*Supplied text*:

Segment Open

But my best gift came yesterday. My baby sister Kentucky called me. I wondered why she was calling. She was teaching at the time.

But I picked up the phone and said "Hello?"

And all these little voices started singing "Happy Birthday to You" over her cell speaker phone.

WOW.

They even kicked in with the "May the Good Lord Bless You" parts.

O_O

Separtion of Church and State law broken. LOL. I don't think that was planned. It was just what they sang at their own birthdays.

When they sang the "How old are you?" part.... well, they wanted to know how old I was.

I holllered "Forty-One!"

There was complete and utter silence.

Yeah, you don't tell no pre-K babies that you're "41". That is OLD to them.

A little voice said "71?"

My sister said "No, she said 41. Lee tell them what numbers make up "Forty-one".

It took me a minute to get it. The kids probably couldn't count up that far!

"A 4 and a 1" I hollered.

I could hear the little voices go "OOOOOOHHH!"

My sister said they all got busy writing a "4" and a "1" in the air with their little fingers. And I bet they are gonna go home and have a story to tell: "Mama! My teacher Ms. Kentucky's big sista is OLD! A 4 and a 1!!!"

LOL

Ohhhhh Lawd... that was just sooooo special. So very special. I still hear their little cherubic voices in my ear. That was such an amazing surprise that it brought tears to my eyes. It truly did.

That's a gift that I'll remember forever.

Other Birthday Joy. I didn't do anything yesterday but lay around and chill all day. I yacked on the phone with my BFF (we are doing something next week for my birthday), yacked on the phone with others, and just basically CHILLED. I should've been writing, but i didn't. (aww phooey). But I did a little reading, of a book I'd been meaning to read, and some of my own writing.

But yesterday, I mentioned in a post that this was a year that I'd focus on my life's purpose, as I am understanding that is where my satisfaction and provision is.

That's a profound statement for me. Meant sense. I'm more satisfied down deep when I'm doing things that involve my purposes. Not so much so when I'm doing other things.

Add to that that our special gifts make room for us, i.e., provision is there. Doors open and pathways are there. Always.

Segment Closed

*Source data*:
Segment Open

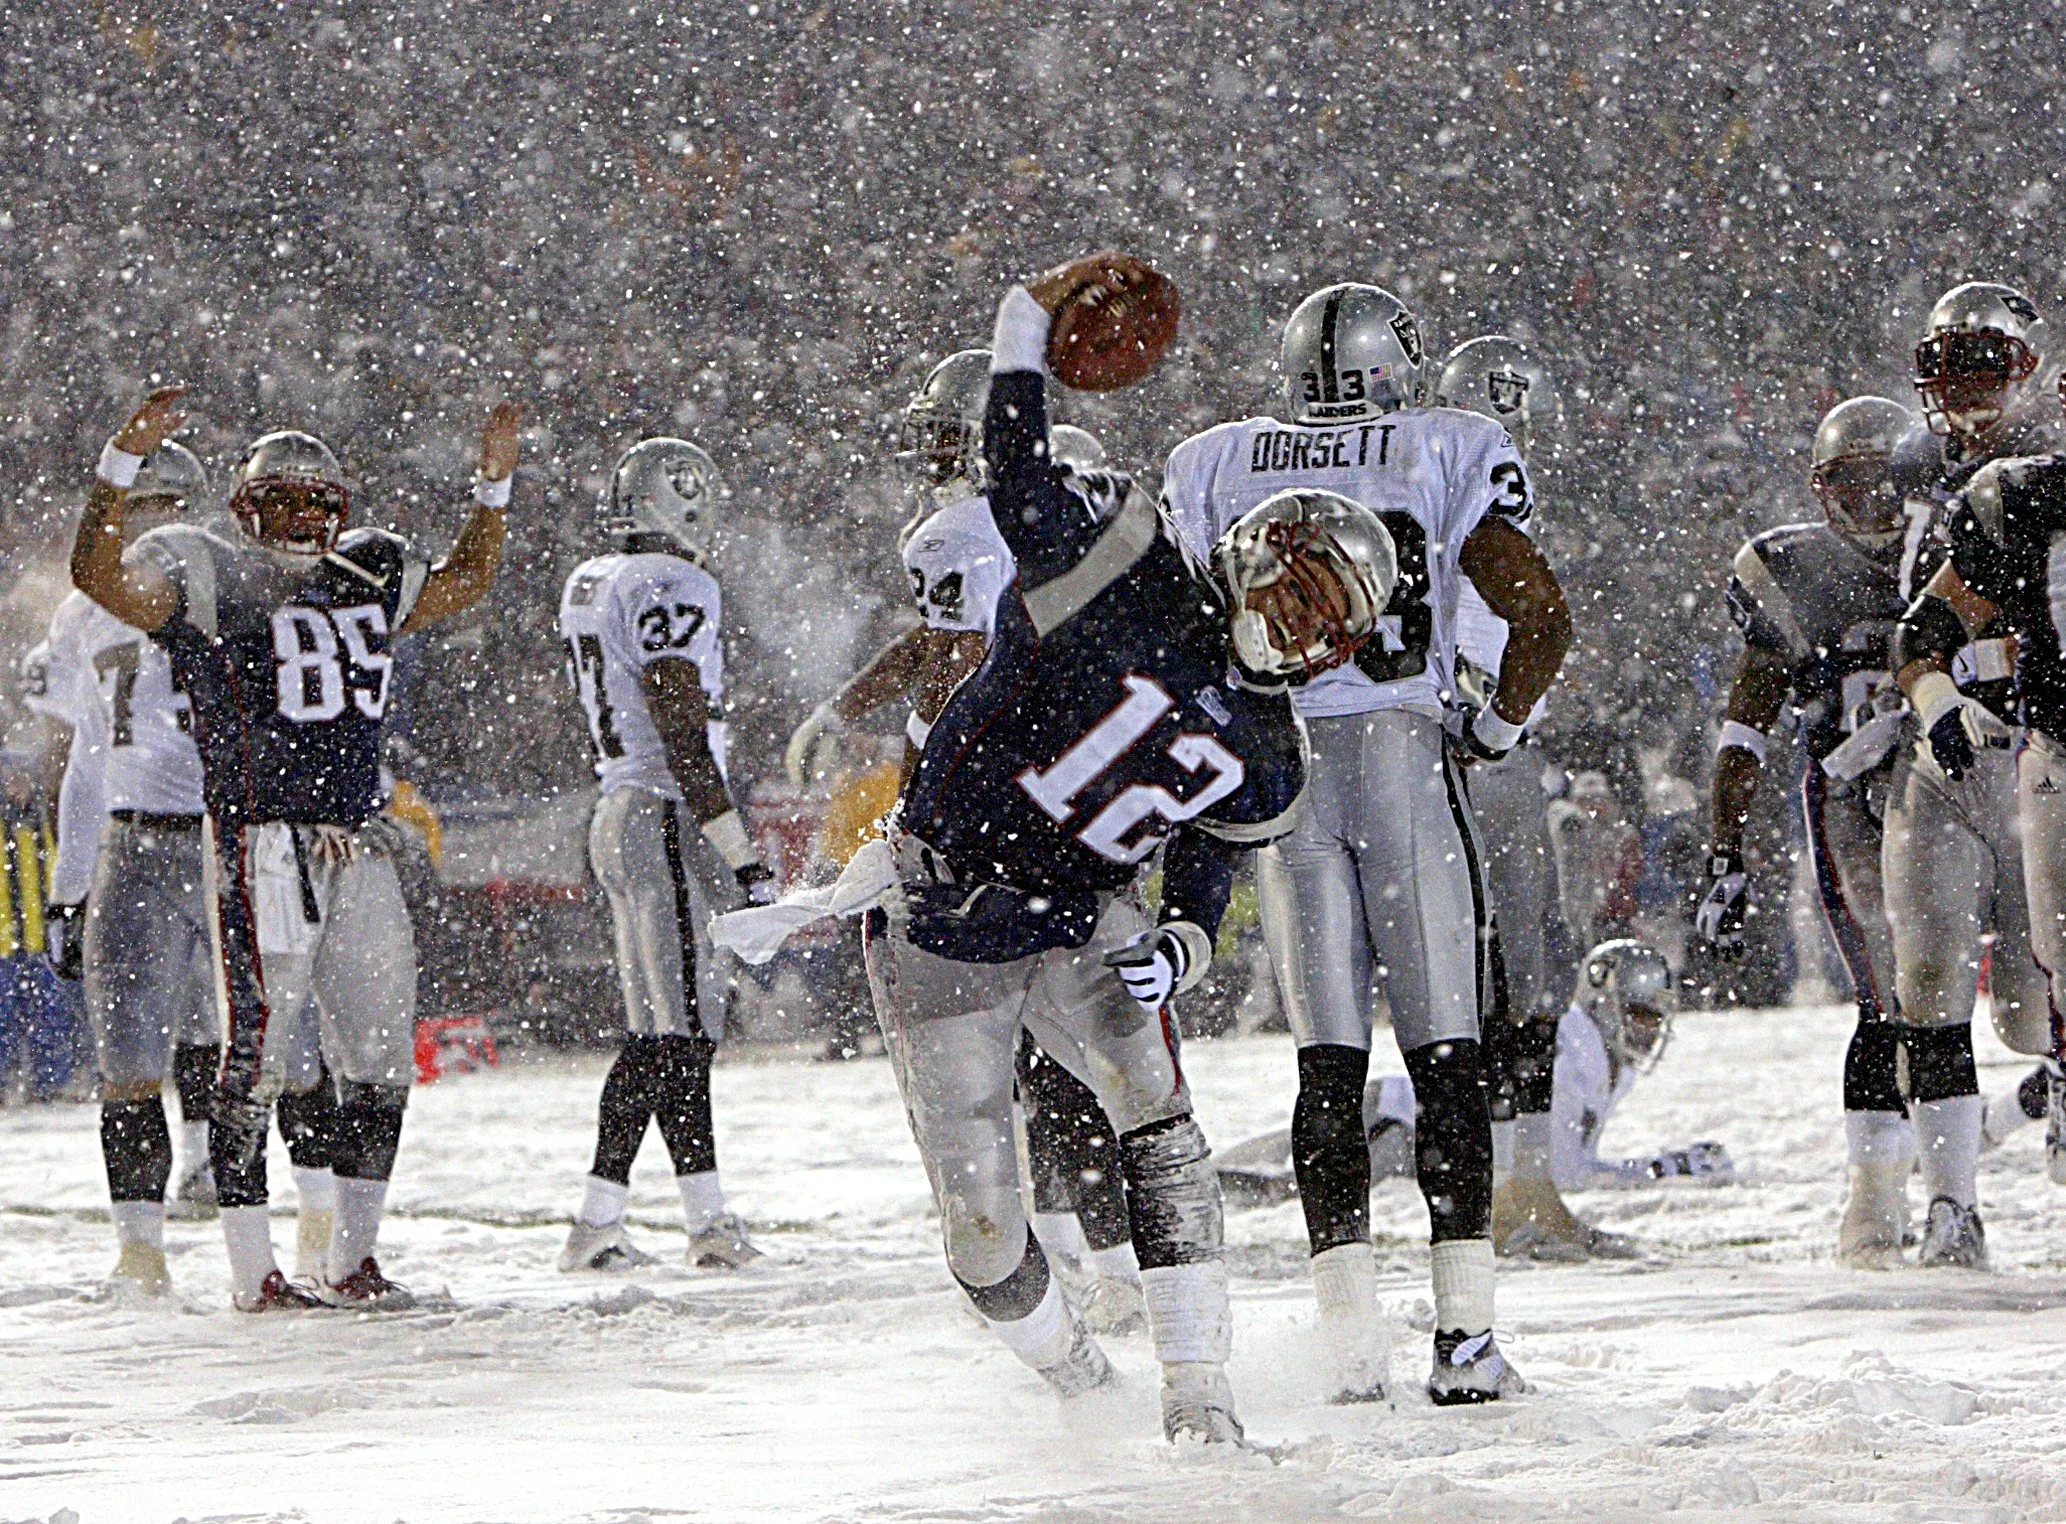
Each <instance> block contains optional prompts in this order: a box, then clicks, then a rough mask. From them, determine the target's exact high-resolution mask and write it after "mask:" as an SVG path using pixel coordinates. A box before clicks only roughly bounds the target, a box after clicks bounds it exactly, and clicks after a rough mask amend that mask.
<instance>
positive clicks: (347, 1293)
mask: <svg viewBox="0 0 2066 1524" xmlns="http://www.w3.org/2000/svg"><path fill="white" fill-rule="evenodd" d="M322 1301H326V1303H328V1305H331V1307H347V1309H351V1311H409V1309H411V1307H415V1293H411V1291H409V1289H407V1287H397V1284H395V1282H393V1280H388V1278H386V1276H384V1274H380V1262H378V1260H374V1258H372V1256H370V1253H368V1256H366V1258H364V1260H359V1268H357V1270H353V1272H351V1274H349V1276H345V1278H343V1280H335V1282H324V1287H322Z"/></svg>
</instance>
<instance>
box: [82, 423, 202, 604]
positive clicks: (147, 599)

Segment Closed

*Work order 1*:
In the birthday post, what did the children write in the air with their fingers?
*Work order 2*:
Extend the birthday post past its final sentence with a few more paragraphs in the same voice.
The rows have no connection to the birthday post.

*Reply 1*:
A "4" and a "1".

*Reply 2*:
Ginae asked in the comment section what my life's purpose is. That caused a hand to my forehead, because I know I have to discuss it. I don't care to discuss personal or spiritual things here, but 100% of the time it is wholly necessary. Ya'll know if a question or request is made, I will jump a fence and answer it. It is ALWAYS more for you than for me. And you know my motto over here at the House of LadyLee:

Write like nobody's reading.

Really. And we'll stick with that format.

Interestingly enough, after praying about that some time back, and saying that yesterday on blog, two things happened.

1. Serenity and I are reading a workbook together, as is our usual thing to do these days. Yest We are on our last week of this one, and even though this is a PAINFUL workbook to work through, we both hate to see it end. I know she is will agree with me in that this one puts your face to the mirror. And I'm talking about where your whole face is smushed up aainst the mirror and your teeth are on the mirror, man. UGH. But it is good. A good gut check for the new year.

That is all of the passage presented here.